Exercise passage:

Upper Marlboro: By Scott Gelman – Prince George’s County, Maryland, parent Patrick Paschall said he and other parents were dancing on the neighborhood street corner upon learning that students would resume in-person learning this week.
Virtual learning, Paschall said, has been difficult. His wife’s job requires her to go into the office most of the time, leaving Paschall to watch his kindergartner and second-grader. He finds himself juggling meetings and other requests with making sure his kids have the resources they need to participate in virtual classes.
It’s often a daunting task because his second-grader has lunch at 10 a.m. and recess immediately after, and the kindergartner has lunch at 11 a.m., followed by recess.
“It’s a juggle, and it’s a struggle,” Paschall, who is also running for a state delegate seat, said. “My kids were really frustrated a lot of the time because their technology didn’t work, or they couldn’t find the pieces that they need, or they took a longer break than they realized they were supposed to.”
Still, Paschall and other parents have said the circumstances were better than the alternative: sending students into school buildings as omicron spread rapidly throughout the D.C. region.
On Tuesday, Prince George’s County students will return to the classroom for the first time in nearly a month. In December, school system CEO Monica Goldson announced a plan that included a temporary transition to virtual learning for the whole county, citing a rise in coronavirus cases, a move no other D.C.-region school system made.
In a letter to families last week, Goldson said, “My goal remains to keep our schools open safely, and I believe that we can do so for the duration of the 2021-22 academic year by following the science and proven mitigation strategies: Wear a mask. Stay home if you are sick.”
Ahead of the return to school, Goldson also announced new mitigation measures, including providing students and staff with free test kits and KN95 masks. The county is also planning to expand the number of students selected to participate in its pooled testing program, Goldson said.
Goldson’s decision has become a talking point in nearby D.C. and Montgomery County, where parents have praised the decision and urged leadership to consider doing the same. In D.C., grade levels and classes have been closed on a case-by-case basis. In Montgomery County, County Executive Marc Elrich has called for additional virtual options.
Tania Fuentes, a parent with five students in county schools, said while her older children are independent, the younger ones struggled with virtual learning. She praised teachers, who she said are concerned “with the child’s mental well-being.”
“I am so proud of Prince George’s County Public Schools because they did the right thing,” Fuentes said. “I know that being employed in a different county, I’m pretty disappointed in my employer for not making the same call. I know that other counties are also looking at Prince George’s as the example for virtual.”
Timothy Meyer, president of Mt. Rainier Elementary’s parent-teacher organization, said he was relieved at the decision to have two weeks of virtual learning after winter break because the school was one of the last in the county to report positive coronavirus cases before winter break.
“The two cases were reported on the Monday and Wednesday after we switched to virtual learning,” Meyer said. “I don’t have any doubt that had we actually been in school for that last week before the holiday, there would have been many more exposures. People would have had to be in quarantine over the Christmas holiday.”
And Meyer and Paschall want the school system to go a step further, calling for the county to require students and staff to be vaccinated. Goldson acknowledged she received a petition on the matter, Paschall said.
“As a parent, I will feel most comfortable when 100% of people within a PGCPS building are vaccinated,” Meyer said. “That really is kind of the pivot point, that really is the tipping point for myself and a lot of other parents.”
Paschall said he’s hopeful the school system’s approach will help limit spread.
“We know that there will probably be some glitches in their implementation because there are,” Paschall said. “We need to be as understanding as we can, but also, we have to be doing something in order to make sure that our kids are safe, and their teachers are safe.”

What to work on:
**1)** In the article about Prince George's County schools returning to in-person learning, what free items did Goldson say students and staff would be given?
**2)** From the article about Prince George's County schools returning to in-person learning, reproduce the part starting with "Tania Fuentes, a" and going on through "before winter break.".
You won't need the data that comes after the article.

Data section:
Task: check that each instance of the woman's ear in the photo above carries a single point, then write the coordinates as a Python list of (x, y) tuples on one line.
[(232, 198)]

Answers below:
**1)** Test kits and KN95 masks.

**2)**
Tania Fuentes, a parent with five students in county schools, said while her older children are independent, the younger ones struggled with virtual learning. She praised teachers, who she said are concerned “with the child’s mental well-being.”
“I am so proud of Prince George’s County Public Schools because they did the right thing,” Fuentes said. “I know that being employed in a different county, I’m pretty disappointed in my employer for not making the same call. I know that other counties are also looking at Prince George’s as the example for virtual.”
Timothy Meyer, president of Mt. Rainier Elementary’s parent-teacher organization, said he was relieved at the decision to have two weeks of virtual learning after winter break because the school was one of the last in the county to report positive coronavirus cases before winter break.